── SOURCE PASSAGE ──
THE PEOPLE v. LEO LOUIE SANCHEZ

Filed 5/8/19 P. v. Sanchez CA2/1

NOT TO BE PUBLISHED IN THE OFFICIAL REPORTS

California Rules of Court, rule 8.1115(a), prohibits courts and parties from citing or relying on opinions not certified for publication or ordered published, except as specified by rule 8.1115(b). This opinion has not been certified for publication or ordered published for purposes of rule 8.1115.

IN THE COURT OF APPEAL OF THE STATE OF CALIFORNIA

SECOND APPELLATE DISTRICT

DIVISION ONE

THE PEOPLE,

Plaintiff and Respondent,

v.

LEO LOUIE SANCHEZ,

Defendant and Appellant.

B285338

(Los Angeles County

Super. Ct. No. KA049830)

APPEAL from an order of the Superior Court of Los Angeles County, William C. Ryan, Judge. Affirmed.

Lynette Gladd Moore, under appointment by the Court of Appeal, for Defendant and Appellant.

Xavier Becerra, Attorney General, Gerald A. Engler, Chief Assistant Attorney General, Lance E. Winters, Assistant Attorney General, Noah P. Hill and Corey J. Robins, Deputy Attorneys General, for Plaintiff and Respondent.

____________________

Defendant Leo Louie Sanchez appeals from an order denying his petitions for recall of sentence and resentencing under Proposition 36, the Three Strikes Reform Act of 2012 (Pen. Code, § 1170.126). On appeal, Sanchez contends there is no substantial evidence to support the trial court’s finding that he would pose an unreasonable risk of danger to public safety if resentenced. We disagree and affirm.
───
── RECORDED DATA ──
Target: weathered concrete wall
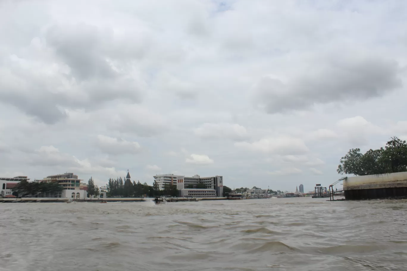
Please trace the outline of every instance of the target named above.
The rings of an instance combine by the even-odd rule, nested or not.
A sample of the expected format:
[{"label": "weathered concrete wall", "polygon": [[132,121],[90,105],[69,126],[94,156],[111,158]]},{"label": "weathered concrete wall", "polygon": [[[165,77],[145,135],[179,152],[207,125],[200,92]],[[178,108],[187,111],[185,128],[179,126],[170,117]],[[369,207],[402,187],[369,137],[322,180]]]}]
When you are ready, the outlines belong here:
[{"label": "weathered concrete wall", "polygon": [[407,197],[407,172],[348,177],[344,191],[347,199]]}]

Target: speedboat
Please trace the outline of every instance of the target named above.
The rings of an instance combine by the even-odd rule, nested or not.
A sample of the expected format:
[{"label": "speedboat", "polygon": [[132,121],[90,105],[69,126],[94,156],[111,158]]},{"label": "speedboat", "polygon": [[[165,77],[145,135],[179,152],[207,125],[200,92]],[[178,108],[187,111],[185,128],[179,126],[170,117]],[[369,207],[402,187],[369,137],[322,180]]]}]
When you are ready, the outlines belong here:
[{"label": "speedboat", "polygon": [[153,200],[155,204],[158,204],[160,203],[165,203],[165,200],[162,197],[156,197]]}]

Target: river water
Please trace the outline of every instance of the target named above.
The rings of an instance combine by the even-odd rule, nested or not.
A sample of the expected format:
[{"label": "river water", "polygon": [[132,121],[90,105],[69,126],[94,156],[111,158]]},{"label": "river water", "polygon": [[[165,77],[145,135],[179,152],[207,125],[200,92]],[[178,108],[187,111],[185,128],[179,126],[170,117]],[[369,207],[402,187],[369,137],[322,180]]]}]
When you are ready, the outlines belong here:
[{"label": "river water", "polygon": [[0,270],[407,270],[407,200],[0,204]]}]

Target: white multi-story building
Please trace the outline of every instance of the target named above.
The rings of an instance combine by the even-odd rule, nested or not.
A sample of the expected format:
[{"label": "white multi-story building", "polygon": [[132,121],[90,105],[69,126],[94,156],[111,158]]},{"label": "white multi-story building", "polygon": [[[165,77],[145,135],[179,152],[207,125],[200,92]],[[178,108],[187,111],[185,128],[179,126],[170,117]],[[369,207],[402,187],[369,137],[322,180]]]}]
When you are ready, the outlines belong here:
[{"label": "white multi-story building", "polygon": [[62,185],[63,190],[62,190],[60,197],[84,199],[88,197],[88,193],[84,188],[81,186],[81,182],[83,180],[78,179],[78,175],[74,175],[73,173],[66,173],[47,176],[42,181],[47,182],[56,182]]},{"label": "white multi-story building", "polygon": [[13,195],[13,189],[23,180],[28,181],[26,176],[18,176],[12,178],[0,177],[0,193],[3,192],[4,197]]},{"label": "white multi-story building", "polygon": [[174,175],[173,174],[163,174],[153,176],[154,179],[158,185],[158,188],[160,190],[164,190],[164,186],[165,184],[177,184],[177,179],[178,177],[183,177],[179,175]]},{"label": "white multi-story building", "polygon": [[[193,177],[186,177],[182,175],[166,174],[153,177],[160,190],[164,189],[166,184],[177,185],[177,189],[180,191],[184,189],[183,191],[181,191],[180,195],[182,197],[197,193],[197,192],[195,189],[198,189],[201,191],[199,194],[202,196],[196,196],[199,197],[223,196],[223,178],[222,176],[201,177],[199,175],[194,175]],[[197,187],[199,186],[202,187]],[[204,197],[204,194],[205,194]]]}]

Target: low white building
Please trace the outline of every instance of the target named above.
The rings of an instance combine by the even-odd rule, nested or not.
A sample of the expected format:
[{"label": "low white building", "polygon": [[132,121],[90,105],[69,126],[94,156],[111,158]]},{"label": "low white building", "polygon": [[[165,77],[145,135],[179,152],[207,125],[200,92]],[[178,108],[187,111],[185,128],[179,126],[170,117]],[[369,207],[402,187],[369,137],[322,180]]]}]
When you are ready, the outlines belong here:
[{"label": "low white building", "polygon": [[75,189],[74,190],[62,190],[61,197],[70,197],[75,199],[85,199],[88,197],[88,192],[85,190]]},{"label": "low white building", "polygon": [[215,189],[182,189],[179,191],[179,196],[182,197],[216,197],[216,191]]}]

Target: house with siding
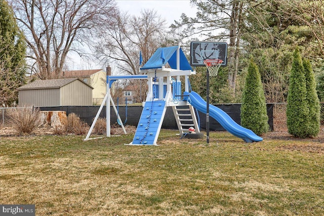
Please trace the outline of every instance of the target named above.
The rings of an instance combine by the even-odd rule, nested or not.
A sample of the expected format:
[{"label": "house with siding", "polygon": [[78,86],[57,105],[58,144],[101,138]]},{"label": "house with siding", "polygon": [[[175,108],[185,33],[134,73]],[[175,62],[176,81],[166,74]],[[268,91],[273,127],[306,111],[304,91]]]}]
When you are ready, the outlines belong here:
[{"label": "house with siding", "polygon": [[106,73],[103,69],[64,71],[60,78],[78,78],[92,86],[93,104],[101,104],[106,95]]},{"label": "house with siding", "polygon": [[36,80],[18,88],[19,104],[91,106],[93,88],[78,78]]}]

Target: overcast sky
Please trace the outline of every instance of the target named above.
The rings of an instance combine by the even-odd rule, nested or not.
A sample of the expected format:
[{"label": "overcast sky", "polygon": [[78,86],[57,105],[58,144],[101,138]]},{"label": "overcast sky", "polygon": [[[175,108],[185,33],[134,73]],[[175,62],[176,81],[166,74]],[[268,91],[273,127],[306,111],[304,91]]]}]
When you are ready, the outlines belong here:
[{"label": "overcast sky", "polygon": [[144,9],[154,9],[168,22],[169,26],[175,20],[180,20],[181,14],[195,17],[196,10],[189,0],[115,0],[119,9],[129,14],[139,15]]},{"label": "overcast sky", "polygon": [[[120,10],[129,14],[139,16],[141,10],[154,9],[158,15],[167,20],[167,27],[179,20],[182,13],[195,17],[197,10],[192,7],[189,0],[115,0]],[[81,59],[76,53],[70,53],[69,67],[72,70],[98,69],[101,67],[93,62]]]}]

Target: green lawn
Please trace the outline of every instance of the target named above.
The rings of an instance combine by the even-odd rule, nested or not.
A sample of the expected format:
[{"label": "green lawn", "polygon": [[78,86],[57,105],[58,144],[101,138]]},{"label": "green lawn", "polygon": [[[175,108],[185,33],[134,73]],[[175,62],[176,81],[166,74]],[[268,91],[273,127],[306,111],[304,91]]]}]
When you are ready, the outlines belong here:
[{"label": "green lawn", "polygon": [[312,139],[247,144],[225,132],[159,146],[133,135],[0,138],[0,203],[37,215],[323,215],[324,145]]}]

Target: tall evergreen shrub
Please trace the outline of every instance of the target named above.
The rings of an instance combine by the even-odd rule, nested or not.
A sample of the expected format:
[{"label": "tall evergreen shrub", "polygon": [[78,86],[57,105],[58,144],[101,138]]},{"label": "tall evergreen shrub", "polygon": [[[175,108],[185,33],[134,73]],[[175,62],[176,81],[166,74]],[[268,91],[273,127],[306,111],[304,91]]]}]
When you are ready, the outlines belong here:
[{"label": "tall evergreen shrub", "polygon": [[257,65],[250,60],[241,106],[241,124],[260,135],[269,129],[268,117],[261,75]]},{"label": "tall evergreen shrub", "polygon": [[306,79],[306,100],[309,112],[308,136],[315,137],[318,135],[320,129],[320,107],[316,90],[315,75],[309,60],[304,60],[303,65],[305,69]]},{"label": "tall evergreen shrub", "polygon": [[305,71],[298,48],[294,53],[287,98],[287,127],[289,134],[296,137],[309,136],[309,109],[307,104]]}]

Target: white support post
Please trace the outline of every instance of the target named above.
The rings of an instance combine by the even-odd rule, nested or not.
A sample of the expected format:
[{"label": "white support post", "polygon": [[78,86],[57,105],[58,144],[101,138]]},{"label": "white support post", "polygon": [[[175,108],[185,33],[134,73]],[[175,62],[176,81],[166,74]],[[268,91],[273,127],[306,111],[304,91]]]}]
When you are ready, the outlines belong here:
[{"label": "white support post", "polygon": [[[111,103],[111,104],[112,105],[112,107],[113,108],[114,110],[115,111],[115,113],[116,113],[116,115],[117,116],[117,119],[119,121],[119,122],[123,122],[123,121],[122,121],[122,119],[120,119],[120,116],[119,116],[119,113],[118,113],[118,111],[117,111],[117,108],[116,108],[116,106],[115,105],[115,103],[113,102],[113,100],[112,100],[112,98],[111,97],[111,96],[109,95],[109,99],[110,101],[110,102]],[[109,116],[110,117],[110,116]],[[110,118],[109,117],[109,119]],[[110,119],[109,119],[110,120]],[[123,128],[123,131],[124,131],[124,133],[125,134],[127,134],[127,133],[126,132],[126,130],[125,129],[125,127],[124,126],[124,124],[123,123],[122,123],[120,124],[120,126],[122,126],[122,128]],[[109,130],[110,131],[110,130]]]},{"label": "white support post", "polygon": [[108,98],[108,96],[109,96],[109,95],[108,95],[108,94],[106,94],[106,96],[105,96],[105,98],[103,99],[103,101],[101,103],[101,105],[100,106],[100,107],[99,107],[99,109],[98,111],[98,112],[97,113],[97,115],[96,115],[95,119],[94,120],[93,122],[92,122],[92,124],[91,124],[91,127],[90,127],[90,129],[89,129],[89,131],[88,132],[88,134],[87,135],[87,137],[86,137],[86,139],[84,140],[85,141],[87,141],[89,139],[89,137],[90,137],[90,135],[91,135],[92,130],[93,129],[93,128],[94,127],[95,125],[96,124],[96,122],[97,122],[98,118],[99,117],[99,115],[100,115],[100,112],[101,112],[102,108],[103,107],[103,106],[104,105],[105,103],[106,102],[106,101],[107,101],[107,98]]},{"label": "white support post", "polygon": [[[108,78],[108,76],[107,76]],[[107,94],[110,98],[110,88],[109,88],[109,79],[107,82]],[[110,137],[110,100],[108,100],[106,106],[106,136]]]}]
───
── RECORDED DATA ──
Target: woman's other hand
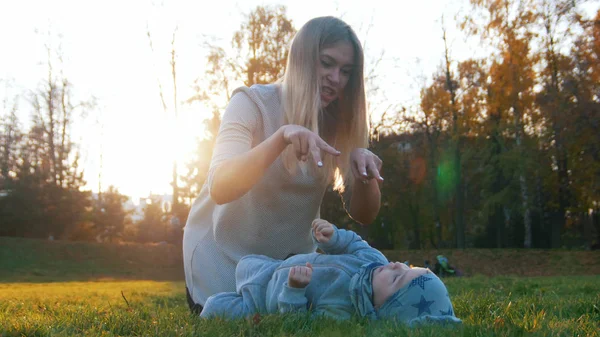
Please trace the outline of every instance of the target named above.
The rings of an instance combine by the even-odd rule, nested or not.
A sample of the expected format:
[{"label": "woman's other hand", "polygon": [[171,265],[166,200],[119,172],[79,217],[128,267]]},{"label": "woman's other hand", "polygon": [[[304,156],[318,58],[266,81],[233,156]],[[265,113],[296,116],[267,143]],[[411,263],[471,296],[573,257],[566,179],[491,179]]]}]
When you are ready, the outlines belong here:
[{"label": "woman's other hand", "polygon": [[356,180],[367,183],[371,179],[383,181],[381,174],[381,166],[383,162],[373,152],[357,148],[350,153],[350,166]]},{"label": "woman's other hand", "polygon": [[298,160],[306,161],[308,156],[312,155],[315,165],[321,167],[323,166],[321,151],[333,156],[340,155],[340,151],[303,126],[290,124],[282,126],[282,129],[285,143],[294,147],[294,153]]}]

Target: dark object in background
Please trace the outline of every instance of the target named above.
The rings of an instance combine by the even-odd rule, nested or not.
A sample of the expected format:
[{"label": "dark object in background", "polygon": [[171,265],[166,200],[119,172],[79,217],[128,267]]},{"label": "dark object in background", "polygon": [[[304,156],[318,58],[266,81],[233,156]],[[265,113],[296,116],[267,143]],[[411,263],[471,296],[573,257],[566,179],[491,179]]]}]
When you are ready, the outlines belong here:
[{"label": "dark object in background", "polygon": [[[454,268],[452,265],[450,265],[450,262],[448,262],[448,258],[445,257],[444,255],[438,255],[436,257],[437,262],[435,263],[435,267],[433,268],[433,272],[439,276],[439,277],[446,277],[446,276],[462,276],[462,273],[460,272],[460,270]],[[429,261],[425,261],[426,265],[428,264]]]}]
───
PROBLEM TO SOLVE:
Continue the appellate opinion in People v. Sanchez, picking up right after its last sentence, "We disagree and affirm."

THE RESULT:
BACKGROUND

I. The Commitment Offenses

On March 22, 2001, Sanchez was convicted of transportation, and possession and sale, of methamphetamine (Health & Saf. Code, §§ 11378, 11379, subd. (a)). Sanchez had been stopped by a sheriff’s deputy for driving with his two small children unrestrained in the car. After Sanchez said he did not have a driver’s license, the deputy ordered Sanchez out of the car. Sanchez attempted to remove a bag of methamphetamine from the car by dragging it out with his bare foot. When the deputy retrieved the bag, Sanchez fled, leaving the children behind in the car. Another deputy arrived at the scene and found more methamphetamine near the car. A search of Sanchez’s residence revealed a commercial drug enterprise. Following Sanchez’s conviction, the trial court refused to strike three of Sanchez’s four prior strike convictions and sentence him as a second strike offender. It sentenced him to 25 years to life under the three strikes law. We affirmed. (People v. Sanchez (Mar. 5, 2002, B149912) [nonpub. opn.].)

II. The Proposition 36 Petition

On March 22, 2013, Sanchez filed his petition for recall of sentence and resentencing under Proposition 36. He claimed eligibility for recall of sentence, and his suitability for resentencing because he would not pose an unreasonable risk of danger to public safety if resentenced (Pen. Code, § 1170.126, subd. (f)).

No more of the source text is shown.